Saved data entries
━━━━━━━━━━

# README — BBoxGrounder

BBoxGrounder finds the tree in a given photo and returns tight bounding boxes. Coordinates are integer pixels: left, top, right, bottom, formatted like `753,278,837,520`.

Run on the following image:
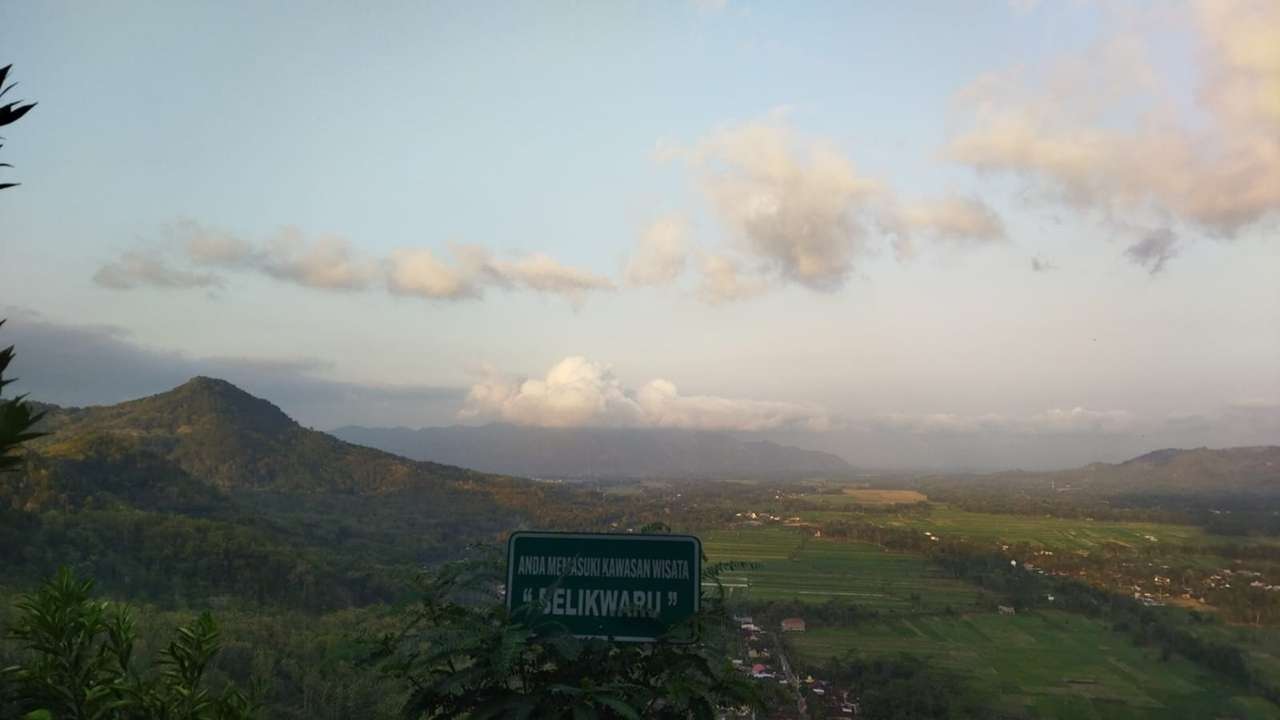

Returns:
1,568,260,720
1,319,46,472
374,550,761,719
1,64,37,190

━━━━━━━━━━

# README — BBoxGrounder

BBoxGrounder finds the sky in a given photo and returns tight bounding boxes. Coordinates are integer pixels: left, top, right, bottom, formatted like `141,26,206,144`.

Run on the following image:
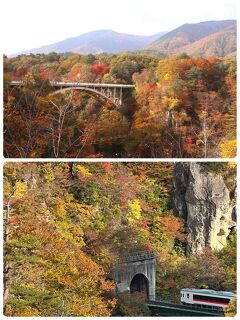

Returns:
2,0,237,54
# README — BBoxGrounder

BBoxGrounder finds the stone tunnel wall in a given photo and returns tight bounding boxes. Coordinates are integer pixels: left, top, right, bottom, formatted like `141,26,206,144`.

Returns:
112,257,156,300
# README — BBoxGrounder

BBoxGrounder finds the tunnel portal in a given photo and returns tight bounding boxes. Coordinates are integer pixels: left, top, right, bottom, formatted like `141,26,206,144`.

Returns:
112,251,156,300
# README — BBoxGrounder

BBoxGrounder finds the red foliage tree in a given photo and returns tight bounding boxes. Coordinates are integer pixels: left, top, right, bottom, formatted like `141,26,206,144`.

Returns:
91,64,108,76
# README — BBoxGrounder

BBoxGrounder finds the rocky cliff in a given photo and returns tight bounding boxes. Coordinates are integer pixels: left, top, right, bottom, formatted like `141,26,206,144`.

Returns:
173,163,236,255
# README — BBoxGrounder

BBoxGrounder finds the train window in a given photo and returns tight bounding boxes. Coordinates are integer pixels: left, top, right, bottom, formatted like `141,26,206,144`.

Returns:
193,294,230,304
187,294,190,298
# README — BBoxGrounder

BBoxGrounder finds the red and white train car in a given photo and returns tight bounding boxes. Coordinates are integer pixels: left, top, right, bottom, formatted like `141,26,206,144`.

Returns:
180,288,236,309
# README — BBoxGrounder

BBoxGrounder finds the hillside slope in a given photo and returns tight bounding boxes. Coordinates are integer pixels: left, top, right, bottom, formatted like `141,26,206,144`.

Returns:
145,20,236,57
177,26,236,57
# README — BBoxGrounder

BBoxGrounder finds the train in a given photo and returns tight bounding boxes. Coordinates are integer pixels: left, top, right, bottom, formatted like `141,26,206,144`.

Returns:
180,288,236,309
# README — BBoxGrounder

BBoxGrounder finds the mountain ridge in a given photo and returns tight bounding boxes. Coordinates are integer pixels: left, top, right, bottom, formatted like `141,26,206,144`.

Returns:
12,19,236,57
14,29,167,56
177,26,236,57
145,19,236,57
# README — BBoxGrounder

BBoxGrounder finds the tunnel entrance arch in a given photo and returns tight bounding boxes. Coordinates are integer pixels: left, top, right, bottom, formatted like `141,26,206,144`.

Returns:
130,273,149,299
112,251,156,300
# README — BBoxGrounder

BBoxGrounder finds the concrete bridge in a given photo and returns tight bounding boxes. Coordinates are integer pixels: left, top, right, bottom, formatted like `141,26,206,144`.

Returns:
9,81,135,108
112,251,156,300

━━━━━━━━━━

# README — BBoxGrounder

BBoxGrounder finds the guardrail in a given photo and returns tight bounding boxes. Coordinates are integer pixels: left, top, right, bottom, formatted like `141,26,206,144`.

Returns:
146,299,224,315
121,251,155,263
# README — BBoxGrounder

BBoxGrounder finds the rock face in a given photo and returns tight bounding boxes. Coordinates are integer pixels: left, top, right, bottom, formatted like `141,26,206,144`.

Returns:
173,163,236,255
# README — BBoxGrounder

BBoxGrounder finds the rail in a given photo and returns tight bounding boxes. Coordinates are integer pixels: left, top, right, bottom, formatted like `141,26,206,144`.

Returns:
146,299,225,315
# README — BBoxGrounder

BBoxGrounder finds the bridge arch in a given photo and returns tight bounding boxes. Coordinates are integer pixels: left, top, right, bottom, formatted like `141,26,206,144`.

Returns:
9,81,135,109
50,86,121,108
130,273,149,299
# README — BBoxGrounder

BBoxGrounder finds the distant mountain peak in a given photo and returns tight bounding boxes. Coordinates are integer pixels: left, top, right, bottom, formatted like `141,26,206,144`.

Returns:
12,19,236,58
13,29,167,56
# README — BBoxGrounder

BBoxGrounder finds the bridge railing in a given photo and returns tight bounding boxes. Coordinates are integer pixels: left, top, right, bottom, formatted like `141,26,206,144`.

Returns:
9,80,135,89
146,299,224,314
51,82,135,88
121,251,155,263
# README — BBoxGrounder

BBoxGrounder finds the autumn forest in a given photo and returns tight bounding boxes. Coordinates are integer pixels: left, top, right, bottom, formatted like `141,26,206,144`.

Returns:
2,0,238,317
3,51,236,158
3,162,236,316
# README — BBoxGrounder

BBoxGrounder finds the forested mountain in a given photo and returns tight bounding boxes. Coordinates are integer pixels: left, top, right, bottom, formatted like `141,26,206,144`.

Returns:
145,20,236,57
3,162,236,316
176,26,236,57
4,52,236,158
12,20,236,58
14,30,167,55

━━━━━━━━━━

Go through the entries above and copy every line containing "arch".

BBoxGrounder finds the tunnel entrance arch in a given photo and returns tight bounding boxes. Coordinates are integer pixels: left, top, right, bottom, formatted like `141,26,206,144`.
BBoxGrounder finds the bridge arch in a given photo and returns tight bounding boxes. Coordinates are integer pixels: left, top, right, bottom, formatted like `141,26,206,144`.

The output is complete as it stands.